======== Information shown
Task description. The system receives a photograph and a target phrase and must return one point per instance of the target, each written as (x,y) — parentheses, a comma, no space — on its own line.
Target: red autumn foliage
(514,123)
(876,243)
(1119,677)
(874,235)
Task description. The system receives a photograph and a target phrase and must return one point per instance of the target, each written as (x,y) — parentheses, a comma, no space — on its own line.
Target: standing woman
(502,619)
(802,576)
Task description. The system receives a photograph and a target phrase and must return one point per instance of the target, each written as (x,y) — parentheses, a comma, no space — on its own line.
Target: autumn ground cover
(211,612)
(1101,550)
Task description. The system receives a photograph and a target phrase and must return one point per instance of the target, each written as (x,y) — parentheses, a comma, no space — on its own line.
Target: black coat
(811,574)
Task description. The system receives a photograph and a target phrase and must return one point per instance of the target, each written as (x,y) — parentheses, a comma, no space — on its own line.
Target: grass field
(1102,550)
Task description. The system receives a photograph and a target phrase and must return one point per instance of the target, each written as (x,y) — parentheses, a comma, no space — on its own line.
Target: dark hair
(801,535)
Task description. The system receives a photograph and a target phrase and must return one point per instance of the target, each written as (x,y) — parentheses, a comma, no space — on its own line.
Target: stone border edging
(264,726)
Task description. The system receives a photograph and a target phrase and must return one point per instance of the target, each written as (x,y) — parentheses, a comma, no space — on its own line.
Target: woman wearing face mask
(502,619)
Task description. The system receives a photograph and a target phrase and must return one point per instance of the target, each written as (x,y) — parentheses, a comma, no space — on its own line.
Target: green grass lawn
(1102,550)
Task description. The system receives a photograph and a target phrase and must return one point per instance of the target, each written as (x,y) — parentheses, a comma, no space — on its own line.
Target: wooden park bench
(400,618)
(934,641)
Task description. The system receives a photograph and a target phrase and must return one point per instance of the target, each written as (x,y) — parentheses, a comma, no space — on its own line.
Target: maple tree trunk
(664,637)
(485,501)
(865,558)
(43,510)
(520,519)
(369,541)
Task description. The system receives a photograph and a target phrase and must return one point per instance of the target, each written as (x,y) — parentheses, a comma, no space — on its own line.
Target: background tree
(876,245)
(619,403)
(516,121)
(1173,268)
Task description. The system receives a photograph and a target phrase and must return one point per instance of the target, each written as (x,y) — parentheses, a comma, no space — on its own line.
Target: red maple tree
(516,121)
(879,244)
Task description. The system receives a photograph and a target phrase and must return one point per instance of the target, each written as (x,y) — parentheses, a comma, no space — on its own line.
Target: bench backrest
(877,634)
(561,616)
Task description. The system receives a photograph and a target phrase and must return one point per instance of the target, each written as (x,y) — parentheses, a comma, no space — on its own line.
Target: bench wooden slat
================
**What is being asked**: Print the data above exactly as it reads.

**The completed task**:
Task description. The system receives a photograph and a target phrase and must return one point per instance of the target, each written as (x,y) — parentheses, a comma, no space — on its own line.
Target: red autumn foliage
(514,123)
(876,243)
(1119,677)
(874,235)
Task description. The system receives a photograph and a target phrase and must return one point per instance of the target, each written as (x,y) — parentheses, a comma, no space — on its own line.
Target: standing woman
(502,619)
(802,576)
Task description. The system receives a photograph and a target phrase and must return one point per instance of the target, each written as (x,y) — parentheses, a comma, no space — on its own line.
Target: autumn ground cover
(211,612)
(1101,550)
Task description. The system receives a photograph and a target phrase and must return one point per instance of the target, each written as (x,y) — parentheses, a comma, no space — on its own line.
Target: black coat
(811,574)
Task description. The system receives a photograph and a target phrase and must return one point per instance of the target, each written as (x,y) — parentheses, a comma, no space — on its own line.
Target: grass field
(1102,550)
Task description. The system receives a photograph and a target phrase and must return one point per instance of the target, each written as (x,y) — parentheses, a comma, no space — on its own line.
Target: dark hair
(801,535)
Task description. The system receives a photograph and a target phrase and must return one point per instance of the target, each written as (x,y) — parentheses, a comma, no space — on its own line.
Target: stone border edging
(264,726)
Task description. The system receives a photograph and a target phrase and must return one point per instance of the target, each written as (x,y) — parentheses, a comma, no space — on its own line.
Target: woman wearing face mask
(502,619)
Task description. The system receives a photograph and a target phrase and must return one point per instance of the target, each written as (x,y) — parentheses, a comma, no space — on its own line.
Target: green grass lawn
(1102,550)
Task description. The system receives a photograph and a target phrase and must return one point per instance of the target, each written as (x,y) — parentheses, a comma, no space — on its own line.
Target: wooden park bench
(400,618)
(934,641)
Task description. The system receives a photograph and a target phrase and must return one point per instance of the target, each written as (x,y) — parentheses, a comma, no space — on its own line.
Target: maple tree trunk
(664,637)
(485,501)
(865,558)
(43,510)
(520,519)
(369,541)
Task description. The system receives a photograph and a target phrase and must return one point per instance of the target, each written as (x,y) — parentheses, a comma, no space — on its own line.
Target: background tree
(876,245)
(619,403)
(516,121)
(1173,268)
Task description. The system receives a photograph and a target phrase and must return one point per instance of the target, each written as (x,y) — parentheses, a comma, no space — on its own line.
Target: red maple tree
(516,121)
(879,244)
Task description. The system receives a photograph and a target phrase and must return one point per instance of the target, each written as (x,y) — parentheses, a comma, no space — on its own line.
Target: bench backrest
(877,634)
(561,616)
Task description. The system receives a photograph and a target phrase and must return one point per instance of the target, each written as (x,y) — parentheses, a comma, no space — on its own line.
Target: bench wooden slat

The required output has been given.